Work instructions:
1. Answer these questions using the potty training post:
(a) How much did the diaper delivery service cost each month?
(b) At what age was Polina first put on a real potty?
(c) In what month and year did Polina begin wearing underwear full-time?
2. Transcribe everything in the potty training post from "Potty training is" down to "diaper delivery service.".
3. Pick up the potty training post after its final sentence and keep writing it.

Source document:
+++

Why I’ve (Almost) Given Up on Potty Training

Polina with her selected audience.
Polina with her selected audience.

Potty training is one of those rites of passages everyone must master.

While some rites of passages can be questionable, the only question for this one is when.

When was the last time we really chose where to go to the bathroom?

People can survive with maladaptive patterns of behavior in a lot of areas except where to go to the bathroom. That one is a given. A must. A requirement for humans… and dogs and cats.

I began so-called “potty training” when Polina was a newborn. I used cloth diapers every day except when we went camping or stayed with my mother-in-law. Since we lived in an apartment with shared washers and dryers, I made a conscious decision not to subject my neighbors to my daughter’s bodily fluids. So we paid $100 month for a diaper delivery service.

I used cloth not only because babies in cloth diapers tend to potty train earlier than those in disposables, but because I read that the chemicals in disposables may interfere with a baby’s, particularly a girl’s, reproductive organs. I didn’t want to risk adding any disadvantage that the world already planned up its sleeve. That and the environmental impact of plastic whose half-life estimate is into the thousands of years made the decision really clear for me.

I practiced elimination communication. I made the “psss psss psss” sound when I changed her diaper to encourage her to pee and to associate that sound with peeing. I made the “ugh ugh ugh” sound to signify number 2. The few times my sounds coincided with her actions, I was ecstatic.

At 10 months, I put Polina on a real potty and made those sounds. When she went on “command,” so to speak, I was very happy.

In fact, my first sign that Polina could hear me happened on the toilet, when I said “Ugh ugh ugh” and she said “ugh ugh” back.

It was a bonding moment. In my mind we were on our way to having Polina fully potty trained by 2 years.

I remember being in a park and listening to a young boy’s observations and inquiring about how things work. It was summertime, and I noticed he was wearing diapers.

“Ha!” I scoffed to my husband later that evening. “That little boy is so intelligent, and he is still wearing diapers. If he’s capable of making intelligent conversation, he’s capable of saying when he needs to go to the bathroom.”

At my local gym, I didn’t understand why children who spoke in complete sentences still wore diapers. Polina, who followed directions but didn’t speak much, was almost fully potty trained.

At her one year check up, I confidently told my doctor Polina would be potty trained by two.

And she was.

In July 2014, one month before her second birthday, Polina began wearing underwear full-time. For the most part, it was beautiful.

“Ugh Ugh,” she would say when she needed to go potty. It happened in restaurants, in parks, at home, with company, without company. The only inconvenience was having to stop what you were doing and having to use a public bathroom. She even woke up dry in the mornings more than half the time.

I was really proud of her.

During that summer, we were planning to buy our first home. This required me to meet with real estate agents, go “house hunting” with my husband after work, interview potential bankers, and review paperwork, among other things. It was a very stressful time for me because of this added responsibility. The few times she peed in the car seat I dismissed as my fault for spending too much time in meetings and forgetting to take her to the bathroom. She had been doing so well I took her potty training for granted.

Gradually, the accidents became more frequent. I began carrying an extra pair of pants in the car. Eventually, I put her in disposables to avoid having an accident while I was in meetings. The quantity of pee increased and cloth diapers couldn’t hold the smell anymore. As much as I dislike, borderline hate disposables, they were my best option at that point.

+++

Extracted data:
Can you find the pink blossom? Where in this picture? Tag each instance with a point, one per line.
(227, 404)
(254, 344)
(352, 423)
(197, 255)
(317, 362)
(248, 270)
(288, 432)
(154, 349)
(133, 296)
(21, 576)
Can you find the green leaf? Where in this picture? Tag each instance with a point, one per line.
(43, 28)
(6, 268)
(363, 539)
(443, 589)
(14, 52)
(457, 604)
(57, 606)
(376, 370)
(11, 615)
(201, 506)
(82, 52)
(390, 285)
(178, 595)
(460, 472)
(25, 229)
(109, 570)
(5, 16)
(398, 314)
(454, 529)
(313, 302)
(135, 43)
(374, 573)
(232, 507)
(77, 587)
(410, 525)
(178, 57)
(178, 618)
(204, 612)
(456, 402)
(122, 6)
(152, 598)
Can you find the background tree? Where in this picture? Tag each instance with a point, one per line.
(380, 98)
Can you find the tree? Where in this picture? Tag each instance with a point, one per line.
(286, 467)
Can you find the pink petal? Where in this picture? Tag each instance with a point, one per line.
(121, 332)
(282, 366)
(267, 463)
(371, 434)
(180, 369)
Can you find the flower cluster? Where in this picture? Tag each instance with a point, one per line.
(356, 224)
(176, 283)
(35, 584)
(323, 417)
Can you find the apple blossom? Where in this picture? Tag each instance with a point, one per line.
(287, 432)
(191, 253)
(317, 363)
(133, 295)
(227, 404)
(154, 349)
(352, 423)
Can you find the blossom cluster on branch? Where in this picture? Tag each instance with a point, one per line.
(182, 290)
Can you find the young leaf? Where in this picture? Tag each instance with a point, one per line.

+++

Results in order:
1.
(a) $100 a month.
(b) 10 months.
(c) July 2014.

2.
Potty training is one of those rites of passages everyone must master.

While some rites of passages can be questionable, the only question for this one is when.

When was the last time we really chose where to go to the bathroom?

People can survive with maladaptive patterns of behavior in a lot of areas except where to go to the bathroom. That one is a given. A must. A requirement for humans… and dogs and cats.

I began so-called “potty training” when Polina was a newborn. I used cloth diapers every day except when we went camping or stayed with my mother-in-law. Since we lived in an apartment with shared washers and dryers, I made a conscious decision not to subject my neighbors to my daughter’s bodily fluids. So we paid $100 month for a diaper delivery service.

3.
“This is temporary,” I told myself and my husband. “When we move into the house, she is going back to wearing underwear.”

I'm lonely.
“I’m lonely.”

The move into the house would have to wait. We bought the house in August but didn’t move in until October because of the repairs that needed to be made. I was at the house at 6 am some mornings working until my husband came by with Polina four hours later on his way to work. It was the only way I could get work done.

Someone broke into our home in October. He/She/They took some of our tools, our mudding supplies, our ladder.

We began sleeping there that night and officially moved in not long thereafter. We had no cabinets so storing food was an issue. There were boxes everywhere that needed to be unpacked. After we moved in, it was stressful time part 2.

By that time, Polina had been wearing diapers for four months.

Finally, in December, five months after she started having accidents, I began potty training her again.

Polina would have nothing to do with the potty. She screamed as if I was putting her in an electric chair.  She flailed when I even took her into the room that contained the potty.

I tried reading to her, something she enjoyed doing before on the potty. No dice, she continued to scream. I sat beside her, held her hand, gave words of encouragement. She continued to scream and gave me the “finished” sign by rubbing her hands back and forth.   I tried stickers as a reward, the potty dance… nothing.  Sitting on the adult toilet with a child adapter didn’t work either.

"So am I."
“So am I.”

This potty training is harder than anything I experienced when she was a baby.  Her screams pierced my heart.  I began to dislike going to the potty as much as she did.

Then came a “relief” period where she would take her stuffed animals with her to the bathroom and put them next to her. It would of course take time to collect her animals. Then when she finally sat on her potty, there was nothing.

There were times when we read several books on the potty together and still nothing.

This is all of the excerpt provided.